WORK REQUIRED:
Pick out every line of the entries below that contains the word "black", and copy each one in full. Case counts.

INPUT DATA:
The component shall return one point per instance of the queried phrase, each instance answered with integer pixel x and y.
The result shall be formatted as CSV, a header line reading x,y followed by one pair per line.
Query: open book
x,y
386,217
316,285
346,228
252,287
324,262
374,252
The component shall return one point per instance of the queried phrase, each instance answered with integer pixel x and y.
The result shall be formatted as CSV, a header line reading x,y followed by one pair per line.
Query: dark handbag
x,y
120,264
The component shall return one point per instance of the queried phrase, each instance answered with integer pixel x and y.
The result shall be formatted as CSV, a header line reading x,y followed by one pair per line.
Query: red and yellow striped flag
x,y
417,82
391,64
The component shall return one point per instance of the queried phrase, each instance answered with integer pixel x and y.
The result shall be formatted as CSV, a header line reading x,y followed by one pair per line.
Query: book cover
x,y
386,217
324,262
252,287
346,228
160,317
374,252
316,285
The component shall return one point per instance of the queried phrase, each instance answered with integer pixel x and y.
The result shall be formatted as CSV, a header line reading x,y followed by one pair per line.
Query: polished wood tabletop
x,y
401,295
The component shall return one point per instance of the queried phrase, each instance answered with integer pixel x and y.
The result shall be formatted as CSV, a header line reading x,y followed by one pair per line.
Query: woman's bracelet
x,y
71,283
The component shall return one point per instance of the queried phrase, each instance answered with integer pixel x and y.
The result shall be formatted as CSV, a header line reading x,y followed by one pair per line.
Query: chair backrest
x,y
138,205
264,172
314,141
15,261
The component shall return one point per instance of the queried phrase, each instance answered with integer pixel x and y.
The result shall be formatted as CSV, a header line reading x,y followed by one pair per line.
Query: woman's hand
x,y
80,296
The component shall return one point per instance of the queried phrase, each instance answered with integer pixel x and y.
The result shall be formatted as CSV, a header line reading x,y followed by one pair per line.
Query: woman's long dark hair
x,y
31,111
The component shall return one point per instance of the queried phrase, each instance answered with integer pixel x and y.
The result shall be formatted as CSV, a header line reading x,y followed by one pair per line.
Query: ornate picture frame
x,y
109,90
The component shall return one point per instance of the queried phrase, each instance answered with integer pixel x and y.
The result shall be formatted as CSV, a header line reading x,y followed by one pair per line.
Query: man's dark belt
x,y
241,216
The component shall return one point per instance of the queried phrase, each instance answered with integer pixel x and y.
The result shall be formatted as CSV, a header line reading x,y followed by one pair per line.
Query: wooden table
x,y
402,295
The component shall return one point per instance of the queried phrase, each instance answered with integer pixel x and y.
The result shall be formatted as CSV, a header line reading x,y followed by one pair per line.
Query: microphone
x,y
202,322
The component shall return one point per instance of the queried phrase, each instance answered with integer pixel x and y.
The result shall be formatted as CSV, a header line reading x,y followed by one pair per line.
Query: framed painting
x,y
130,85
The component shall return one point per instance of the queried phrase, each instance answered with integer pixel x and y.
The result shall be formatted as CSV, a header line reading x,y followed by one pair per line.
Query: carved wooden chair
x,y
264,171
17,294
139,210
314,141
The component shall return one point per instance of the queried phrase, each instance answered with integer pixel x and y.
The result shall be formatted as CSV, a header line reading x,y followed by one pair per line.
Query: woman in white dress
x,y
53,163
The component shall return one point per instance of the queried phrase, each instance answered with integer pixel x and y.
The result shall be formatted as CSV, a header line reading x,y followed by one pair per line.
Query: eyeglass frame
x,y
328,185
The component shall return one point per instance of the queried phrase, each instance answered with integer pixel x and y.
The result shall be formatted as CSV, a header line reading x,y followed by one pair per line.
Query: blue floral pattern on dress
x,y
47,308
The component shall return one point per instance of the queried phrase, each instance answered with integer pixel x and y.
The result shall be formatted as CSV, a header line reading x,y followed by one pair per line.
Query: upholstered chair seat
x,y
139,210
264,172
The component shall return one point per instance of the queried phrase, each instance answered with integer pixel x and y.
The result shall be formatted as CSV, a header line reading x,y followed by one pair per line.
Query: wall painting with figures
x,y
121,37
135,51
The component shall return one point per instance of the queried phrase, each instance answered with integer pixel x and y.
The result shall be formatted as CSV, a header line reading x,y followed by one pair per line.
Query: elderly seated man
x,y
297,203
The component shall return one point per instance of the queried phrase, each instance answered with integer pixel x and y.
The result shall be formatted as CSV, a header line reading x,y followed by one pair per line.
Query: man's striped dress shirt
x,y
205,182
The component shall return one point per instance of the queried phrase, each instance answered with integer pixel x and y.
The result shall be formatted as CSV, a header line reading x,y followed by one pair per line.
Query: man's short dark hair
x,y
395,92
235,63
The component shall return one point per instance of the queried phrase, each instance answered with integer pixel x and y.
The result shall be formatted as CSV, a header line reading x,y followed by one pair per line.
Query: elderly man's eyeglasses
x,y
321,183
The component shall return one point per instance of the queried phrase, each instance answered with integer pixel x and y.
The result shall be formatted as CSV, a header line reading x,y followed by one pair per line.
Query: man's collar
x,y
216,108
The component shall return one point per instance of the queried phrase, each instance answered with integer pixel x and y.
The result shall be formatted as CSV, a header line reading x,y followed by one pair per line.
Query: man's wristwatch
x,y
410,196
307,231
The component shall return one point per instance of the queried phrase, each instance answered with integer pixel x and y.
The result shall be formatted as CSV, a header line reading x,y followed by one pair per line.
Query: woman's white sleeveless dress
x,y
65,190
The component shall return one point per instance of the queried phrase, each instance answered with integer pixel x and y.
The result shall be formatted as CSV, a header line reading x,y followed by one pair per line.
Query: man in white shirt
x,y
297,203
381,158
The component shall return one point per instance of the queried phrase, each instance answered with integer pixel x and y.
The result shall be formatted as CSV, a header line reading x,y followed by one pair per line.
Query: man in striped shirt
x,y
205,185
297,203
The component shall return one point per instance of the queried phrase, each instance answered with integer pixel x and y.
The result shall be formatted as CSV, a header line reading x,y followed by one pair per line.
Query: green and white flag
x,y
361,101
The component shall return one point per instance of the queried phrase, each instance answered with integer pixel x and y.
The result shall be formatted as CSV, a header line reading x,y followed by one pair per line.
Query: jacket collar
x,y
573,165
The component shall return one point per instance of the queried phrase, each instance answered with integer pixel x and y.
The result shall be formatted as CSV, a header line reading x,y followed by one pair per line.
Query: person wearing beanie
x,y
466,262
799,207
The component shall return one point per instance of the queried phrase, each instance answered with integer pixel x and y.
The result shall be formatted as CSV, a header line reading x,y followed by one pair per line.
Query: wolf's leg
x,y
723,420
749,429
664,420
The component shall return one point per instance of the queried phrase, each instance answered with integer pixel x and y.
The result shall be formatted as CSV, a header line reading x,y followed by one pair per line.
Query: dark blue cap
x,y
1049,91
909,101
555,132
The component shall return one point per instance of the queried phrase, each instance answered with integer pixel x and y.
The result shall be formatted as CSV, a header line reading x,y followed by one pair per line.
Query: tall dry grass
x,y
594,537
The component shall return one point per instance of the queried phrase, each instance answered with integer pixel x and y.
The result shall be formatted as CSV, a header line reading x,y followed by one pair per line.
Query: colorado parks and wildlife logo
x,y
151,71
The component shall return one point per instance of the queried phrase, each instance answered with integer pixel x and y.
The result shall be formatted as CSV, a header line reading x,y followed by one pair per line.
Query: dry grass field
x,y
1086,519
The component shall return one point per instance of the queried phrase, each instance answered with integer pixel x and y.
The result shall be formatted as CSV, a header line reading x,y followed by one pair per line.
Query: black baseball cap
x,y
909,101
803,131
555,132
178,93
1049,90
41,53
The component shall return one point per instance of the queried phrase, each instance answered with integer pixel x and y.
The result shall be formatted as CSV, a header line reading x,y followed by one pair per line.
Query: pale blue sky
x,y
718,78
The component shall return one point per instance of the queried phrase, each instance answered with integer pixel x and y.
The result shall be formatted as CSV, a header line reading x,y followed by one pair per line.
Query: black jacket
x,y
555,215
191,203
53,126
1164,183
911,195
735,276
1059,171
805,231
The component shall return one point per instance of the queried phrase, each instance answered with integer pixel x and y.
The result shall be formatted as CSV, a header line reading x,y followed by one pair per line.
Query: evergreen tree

WRITTEN RESPONSE:
Query: black baseball cap
Query: black jacket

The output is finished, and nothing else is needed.